• [Work to be completed] Every record here needs to be duplicated exactly.

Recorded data
• • • • •

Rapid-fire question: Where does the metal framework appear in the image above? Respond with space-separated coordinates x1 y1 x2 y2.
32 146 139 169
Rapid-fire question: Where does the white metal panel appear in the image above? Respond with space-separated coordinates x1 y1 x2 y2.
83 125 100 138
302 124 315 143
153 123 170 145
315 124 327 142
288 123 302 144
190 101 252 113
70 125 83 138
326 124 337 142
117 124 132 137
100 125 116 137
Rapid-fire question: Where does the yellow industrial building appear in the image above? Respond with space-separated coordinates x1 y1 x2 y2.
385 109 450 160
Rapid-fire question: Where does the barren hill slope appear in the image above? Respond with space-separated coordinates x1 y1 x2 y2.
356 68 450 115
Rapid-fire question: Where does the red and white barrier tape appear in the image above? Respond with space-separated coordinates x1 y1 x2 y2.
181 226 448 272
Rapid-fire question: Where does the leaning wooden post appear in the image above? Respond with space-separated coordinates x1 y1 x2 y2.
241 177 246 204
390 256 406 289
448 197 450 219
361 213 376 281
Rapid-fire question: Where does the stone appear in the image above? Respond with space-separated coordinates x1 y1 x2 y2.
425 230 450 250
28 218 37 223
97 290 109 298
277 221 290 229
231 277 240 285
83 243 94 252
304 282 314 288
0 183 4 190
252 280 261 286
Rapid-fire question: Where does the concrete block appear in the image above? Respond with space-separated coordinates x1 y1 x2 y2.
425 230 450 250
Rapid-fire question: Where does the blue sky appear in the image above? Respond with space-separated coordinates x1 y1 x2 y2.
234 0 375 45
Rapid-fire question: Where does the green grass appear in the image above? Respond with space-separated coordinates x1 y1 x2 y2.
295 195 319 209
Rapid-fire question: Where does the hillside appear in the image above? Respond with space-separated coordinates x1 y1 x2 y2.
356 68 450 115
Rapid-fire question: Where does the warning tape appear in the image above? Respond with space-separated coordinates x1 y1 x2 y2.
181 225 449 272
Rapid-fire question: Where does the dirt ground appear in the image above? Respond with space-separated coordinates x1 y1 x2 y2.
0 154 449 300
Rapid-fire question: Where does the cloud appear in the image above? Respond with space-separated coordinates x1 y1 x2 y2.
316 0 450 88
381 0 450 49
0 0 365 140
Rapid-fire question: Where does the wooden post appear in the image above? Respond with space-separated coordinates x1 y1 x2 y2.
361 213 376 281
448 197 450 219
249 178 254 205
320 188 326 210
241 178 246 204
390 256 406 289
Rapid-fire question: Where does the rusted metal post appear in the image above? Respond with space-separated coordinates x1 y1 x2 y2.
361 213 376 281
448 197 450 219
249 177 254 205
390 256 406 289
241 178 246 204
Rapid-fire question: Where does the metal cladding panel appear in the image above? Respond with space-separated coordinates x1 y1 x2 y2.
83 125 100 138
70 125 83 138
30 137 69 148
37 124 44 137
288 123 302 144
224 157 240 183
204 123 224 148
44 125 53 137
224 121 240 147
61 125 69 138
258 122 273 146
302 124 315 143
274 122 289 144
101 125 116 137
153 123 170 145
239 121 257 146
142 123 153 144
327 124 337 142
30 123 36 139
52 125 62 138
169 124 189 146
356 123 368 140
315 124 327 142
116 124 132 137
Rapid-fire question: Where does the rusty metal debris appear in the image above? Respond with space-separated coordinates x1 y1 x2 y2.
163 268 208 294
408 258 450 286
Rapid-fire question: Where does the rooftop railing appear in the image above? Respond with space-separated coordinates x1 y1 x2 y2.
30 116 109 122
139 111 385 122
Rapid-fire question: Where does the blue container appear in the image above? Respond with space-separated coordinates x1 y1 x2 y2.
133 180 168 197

• • • • •

• [Expected answer]
Rapid-fire question: Where does the metal framework appear in the image above? Respond with space-separated coordinates x1 y1 x2 y2.
32 146 139 169
Rapid-fire question: Where does the white metal panel appear in the image above? Respond with space-separated coordinates x1 y1 x2 y2.
83 125 100 138
302 124 315 143
153 123 170 145
315 124 327 142
288 123 302 144
190 101 252 113
70 125 83 138
326 124 337 142
117 124 132 137
100 125 116 137
Rapid-fire question: Where does the yellow industrial building appear in the image above? Respond with space-separated coordinates x1 y1 x2 y2.
385 109 450 160
Rapid-fire question: Where does the barren hill slope appear in the image above? Respond with space-separated coordinates x1 y1 x2 y2.
356 68 450 115
Rapid-fire question: Where does the red and white barrier tape appear in the image above? Respond with space-separated coordinates x1 y1 x2 y2.
181 226 448 272
Rapid-fire question: Where does the leaning wooden post appear in the image above? Respond with space-separated coordinates x1 y1 x2 y2.
241 177 246 204
390 256 406 289
448 197 450 219
361 213 376 281
Rapid-fire question: Where does the stone appear in the image above? Respond with space-separated coordinates x1 y1 x2 y2.
425 230 450 250
28 218 37 223
97 290 109 298
277 221 290 229
231 277 240 285
83 243 94 252
304 282 314 288
0 183 4 190
252 280 261 286
Rapid-fire question: Where does the concrete block appear in the image above? Respond with space-separated coordinates x1 y1 x2 y2.
425 230 450 250
Rapid-fire question: Where does the blue sky appear in the image above? Respond with space-separated coordinates x1 y1 x2 y2.
234 0 375 45
Rapid-fire question: Where does the green grass appear in the image above? Respond with space-separated coordinates x1 y1 x2 y2.
295 195 319 209
Rapid-fire question: Where does the hillside appear in the image above? Respond with space-separated coordinates x1 y1 x2 y2.
356 68 450 115
Rapid-fire question: Where does the warning tape appear in the image above? Respond with space-separated coordinates x1 y1 x2 y2.
181 225 449 272
Rapid-fire question: Where does the dirt ground appear in the image above? Respond with space-separated coordinates x1 y1 x2 y2.
0 154 449 300
Rapid-fire question: Where does the cloud appear in the image above? Respond with space-separated coordinates x1 y1 x2 y2.
316 0 450 88
381 0 450 49
0 0 365 140
Rapid-fire question: Where does the wooden post appear in the image above? Respond with space-separated coordinates x1 y1 x2 y2.
361 213 376 281
448 197 450 219
249 178 254 205
320 188 326 210
241 178 246 204
390 256 406 289
Rapid-fire question: Where does the rusted metal post appear in the image above? Respond with space-separated coordinates x1 y1 x2 y2.
361 213 376 281
448 197 450 219
249 177 254 205
390 256 406 289
241 178 246 204
Rapid-fire question: Where does the metal cladding panel appear in the image above? Respond with space-separated coordinates x1 y1 x2 y2.
83 125 100 138
70 125 83 138
30 137 69 148
37 124 44 137
288 123 302 144
224 157 240 183
204 123 224 148
44 125 53 137
224 121 240 147
61 125 69 138
258 122 273 146
302 124 315 143
274 122 289 144
101 125 116 137
153 123 170 145
239 121 257 146
142 123 153 144
327 124 337 142
30 123 36 139
52 125 62 138
169 124 189 146
356 123 368 140
315 124 327 142
116 124 132 137
Rapid-fire question: Where does the rusty metal debris appear in the image above? Respond with space-separated coordinates x1 y1 x2 y2.
163 268 208 294
408 258 450 286
Rapid-fire question: Where does the rooftop railing appear in the image above? Respond with space-separated coordinates x1 y1 x2 y2.
30 116 109 122
139 111 385 122
Rapid-fire question: Where does the blue container appear in the image above? Respond with space-separated coordinates x1 y1 x2 y2.
133 180 168 197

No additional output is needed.